═══ Data provided

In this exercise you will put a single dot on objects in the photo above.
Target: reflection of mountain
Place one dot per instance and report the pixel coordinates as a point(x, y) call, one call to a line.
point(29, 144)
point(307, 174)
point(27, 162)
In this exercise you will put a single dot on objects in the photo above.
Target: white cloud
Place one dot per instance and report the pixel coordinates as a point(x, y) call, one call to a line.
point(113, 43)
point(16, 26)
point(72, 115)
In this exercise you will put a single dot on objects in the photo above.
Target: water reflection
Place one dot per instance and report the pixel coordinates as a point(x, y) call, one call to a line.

══════

- [Exercise requirements]: The required output is the lines from the one holding "Target: water reflection" through the last line of the entries above, copied exactly.

- [Solution]:
Target: water reflection
Place one dot per instance and report the pixel coordinates as a point(x, y) call, one call to a line.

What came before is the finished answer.